» **Task brief**: Below are records; reproduce exactly the lines from the one that has "Reviewer note. Check that each instance of the black plumage" through the one that has "Reviewer note. Check that each instance of the overcast", ends included, and nothing more.

(Point localization data)
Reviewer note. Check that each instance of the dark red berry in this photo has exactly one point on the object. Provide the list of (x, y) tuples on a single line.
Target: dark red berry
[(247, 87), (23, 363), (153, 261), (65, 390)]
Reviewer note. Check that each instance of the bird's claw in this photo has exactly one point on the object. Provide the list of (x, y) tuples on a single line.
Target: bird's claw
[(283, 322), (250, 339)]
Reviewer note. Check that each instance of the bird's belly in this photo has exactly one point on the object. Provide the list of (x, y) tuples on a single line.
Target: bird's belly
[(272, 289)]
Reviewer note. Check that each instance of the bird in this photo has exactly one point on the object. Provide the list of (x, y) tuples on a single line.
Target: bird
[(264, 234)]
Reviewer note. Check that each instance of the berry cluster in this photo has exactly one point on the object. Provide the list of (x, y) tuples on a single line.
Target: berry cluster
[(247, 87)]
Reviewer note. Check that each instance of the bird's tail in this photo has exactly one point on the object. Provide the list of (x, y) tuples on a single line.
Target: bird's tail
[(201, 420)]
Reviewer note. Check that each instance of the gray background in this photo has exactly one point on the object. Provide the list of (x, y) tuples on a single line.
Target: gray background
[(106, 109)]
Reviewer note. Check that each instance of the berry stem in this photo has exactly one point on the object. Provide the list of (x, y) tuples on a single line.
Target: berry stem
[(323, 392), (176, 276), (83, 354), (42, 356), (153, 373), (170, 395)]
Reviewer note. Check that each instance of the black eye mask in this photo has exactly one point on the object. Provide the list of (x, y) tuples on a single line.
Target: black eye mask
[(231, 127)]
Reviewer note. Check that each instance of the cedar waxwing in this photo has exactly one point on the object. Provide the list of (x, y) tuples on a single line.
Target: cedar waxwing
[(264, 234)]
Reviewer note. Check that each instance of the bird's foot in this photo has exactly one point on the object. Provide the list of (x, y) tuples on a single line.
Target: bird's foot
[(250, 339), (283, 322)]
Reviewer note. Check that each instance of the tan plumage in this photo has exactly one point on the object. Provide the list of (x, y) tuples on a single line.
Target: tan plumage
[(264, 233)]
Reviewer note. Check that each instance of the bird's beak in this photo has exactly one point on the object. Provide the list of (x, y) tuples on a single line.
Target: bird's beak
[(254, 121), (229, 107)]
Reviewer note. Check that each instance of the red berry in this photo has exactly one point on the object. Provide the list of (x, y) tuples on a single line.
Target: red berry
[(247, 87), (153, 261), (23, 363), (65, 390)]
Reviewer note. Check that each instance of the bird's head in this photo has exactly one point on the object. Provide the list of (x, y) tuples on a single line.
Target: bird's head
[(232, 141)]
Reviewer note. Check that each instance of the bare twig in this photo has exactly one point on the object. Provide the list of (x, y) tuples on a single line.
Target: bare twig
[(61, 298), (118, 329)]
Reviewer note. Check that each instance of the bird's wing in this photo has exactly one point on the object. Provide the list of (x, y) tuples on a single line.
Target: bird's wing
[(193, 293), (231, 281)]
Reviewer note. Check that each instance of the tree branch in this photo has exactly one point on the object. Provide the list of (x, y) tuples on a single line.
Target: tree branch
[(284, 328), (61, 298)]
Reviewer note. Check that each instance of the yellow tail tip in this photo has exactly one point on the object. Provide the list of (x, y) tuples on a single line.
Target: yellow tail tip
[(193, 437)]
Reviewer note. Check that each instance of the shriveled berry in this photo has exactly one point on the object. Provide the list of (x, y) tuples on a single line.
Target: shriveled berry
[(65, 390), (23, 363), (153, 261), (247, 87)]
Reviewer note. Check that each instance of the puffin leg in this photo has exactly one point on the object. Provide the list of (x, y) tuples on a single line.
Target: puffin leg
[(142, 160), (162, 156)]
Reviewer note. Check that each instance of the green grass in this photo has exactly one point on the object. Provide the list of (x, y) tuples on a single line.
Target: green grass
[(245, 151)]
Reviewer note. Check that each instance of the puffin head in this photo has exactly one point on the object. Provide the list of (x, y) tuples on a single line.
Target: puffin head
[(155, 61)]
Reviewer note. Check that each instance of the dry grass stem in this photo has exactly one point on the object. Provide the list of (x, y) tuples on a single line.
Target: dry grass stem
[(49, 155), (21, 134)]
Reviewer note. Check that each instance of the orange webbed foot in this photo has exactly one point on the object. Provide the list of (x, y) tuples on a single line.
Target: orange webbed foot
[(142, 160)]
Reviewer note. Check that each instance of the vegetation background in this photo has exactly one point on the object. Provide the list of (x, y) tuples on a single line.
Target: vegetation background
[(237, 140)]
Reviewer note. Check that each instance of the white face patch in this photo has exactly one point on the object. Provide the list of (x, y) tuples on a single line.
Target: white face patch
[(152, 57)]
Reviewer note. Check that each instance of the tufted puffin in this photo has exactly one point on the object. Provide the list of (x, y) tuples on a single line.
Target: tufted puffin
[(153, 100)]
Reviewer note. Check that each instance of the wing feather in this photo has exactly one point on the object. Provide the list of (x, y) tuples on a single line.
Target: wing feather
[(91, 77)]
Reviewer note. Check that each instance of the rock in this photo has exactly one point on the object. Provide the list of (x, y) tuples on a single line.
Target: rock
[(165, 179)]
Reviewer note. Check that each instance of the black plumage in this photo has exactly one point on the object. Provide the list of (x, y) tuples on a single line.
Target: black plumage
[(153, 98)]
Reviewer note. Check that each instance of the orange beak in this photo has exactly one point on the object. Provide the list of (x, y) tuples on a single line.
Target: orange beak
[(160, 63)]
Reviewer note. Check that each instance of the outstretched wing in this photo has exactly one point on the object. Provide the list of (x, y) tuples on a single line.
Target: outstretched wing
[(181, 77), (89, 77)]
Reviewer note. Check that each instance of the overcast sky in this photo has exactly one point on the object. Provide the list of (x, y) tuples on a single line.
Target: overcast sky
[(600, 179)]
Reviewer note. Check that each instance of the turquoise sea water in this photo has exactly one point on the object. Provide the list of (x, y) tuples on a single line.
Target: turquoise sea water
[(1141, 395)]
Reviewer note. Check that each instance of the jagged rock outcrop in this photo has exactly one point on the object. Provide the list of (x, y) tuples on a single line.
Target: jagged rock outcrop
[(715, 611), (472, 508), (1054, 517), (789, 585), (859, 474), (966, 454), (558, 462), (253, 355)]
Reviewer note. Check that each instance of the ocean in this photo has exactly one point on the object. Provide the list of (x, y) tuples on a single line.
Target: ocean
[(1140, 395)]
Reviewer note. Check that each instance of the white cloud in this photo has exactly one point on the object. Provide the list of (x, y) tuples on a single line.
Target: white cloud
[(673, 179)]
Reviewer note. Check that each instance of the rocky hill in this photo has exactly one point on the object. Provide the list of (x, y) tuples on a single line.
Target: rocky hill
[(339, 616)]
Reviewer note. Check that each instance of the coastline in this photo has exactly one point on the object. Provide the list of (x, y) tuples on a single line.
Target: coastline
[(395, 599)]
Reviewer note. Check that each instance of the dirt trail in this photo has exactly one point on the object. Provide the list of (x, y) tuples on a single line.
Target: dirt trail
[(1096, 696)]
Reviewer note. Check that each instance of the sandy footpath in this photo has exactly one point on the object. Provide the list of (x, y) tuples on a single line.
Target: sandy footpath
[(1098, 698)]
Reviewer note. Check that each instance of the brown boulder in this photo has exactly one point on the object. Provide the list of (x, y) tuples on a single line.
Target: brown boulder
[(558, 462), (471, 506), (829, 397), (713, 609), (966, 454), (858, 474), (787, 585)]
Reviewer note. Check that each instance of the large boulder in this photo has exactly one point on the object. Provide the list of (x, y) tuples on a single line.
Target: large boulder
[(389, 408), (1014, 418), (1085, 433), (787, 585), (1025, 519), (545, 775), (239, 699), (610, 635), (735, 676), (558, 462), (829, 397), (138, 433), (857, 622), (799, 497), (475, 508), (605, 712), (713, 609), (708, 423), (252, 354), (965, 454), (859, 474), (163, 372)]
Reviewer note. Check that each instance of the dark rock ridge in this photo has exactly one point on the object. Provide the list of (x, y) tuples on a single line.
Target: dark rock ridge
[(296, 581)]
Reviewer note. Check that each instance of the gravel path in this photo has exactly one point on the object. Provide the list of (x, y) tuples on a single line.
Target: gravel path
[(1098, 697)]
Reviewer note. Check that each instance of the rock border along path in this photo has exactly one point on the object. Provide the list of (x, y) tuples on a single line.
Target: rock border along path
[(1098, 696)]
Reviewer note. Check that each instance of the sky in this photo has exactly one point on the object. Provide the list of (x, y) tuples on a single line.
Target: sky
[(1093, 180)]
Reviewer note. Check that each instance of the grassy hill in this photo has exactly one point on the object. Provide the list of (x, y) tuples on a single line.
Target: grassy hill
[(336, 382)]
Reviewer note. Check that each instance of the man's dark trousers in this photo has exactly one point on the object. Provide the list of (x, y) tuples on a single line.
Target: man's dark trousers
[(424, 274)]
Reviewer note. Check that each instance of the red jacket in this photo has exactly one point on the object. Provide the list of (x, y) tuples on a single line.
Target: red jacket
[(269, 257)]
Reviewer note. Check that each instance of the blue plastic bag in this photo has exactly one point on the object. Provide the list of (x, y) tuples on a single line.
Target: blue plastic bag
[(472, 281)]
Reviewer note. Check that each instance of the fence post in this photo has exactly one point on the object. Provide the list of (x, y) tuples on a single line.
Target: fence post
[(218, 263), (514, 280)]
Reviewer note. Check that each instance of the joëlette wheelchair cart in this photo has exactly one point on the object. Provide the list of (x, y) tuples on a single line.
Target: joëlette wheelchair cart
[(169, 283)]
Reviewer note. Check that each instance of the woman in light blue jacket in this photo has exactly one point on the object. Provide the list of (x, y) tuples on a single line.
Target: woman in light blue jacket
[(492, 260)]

» **Problem solution**:
Reviewer note. Check that each instance of the black plumage in this photo has exactly one point on the object. Provide the list of (x, y) tuples on a single line.
Target: black plumage
[(153, 98)]
Reviewer note. Check that each instance of the orange beak in this photo has exactly one point on the object. Provide the list of (x, y) tuples on a single line.
Target: orange beak
[(160, 63)]
Reviewer note. Check that each instance of the outstretched wing in this photo has exactly one point on the object. Provide the list of (x, y) tuples on a single line.
Target: outstretched wing
[(181, 77), (89, 77)]
Reviewer note. Check that each instance of the overcast sky in this photo has exactly one point on the object. Provide the list of (x, y) tuples on a single line.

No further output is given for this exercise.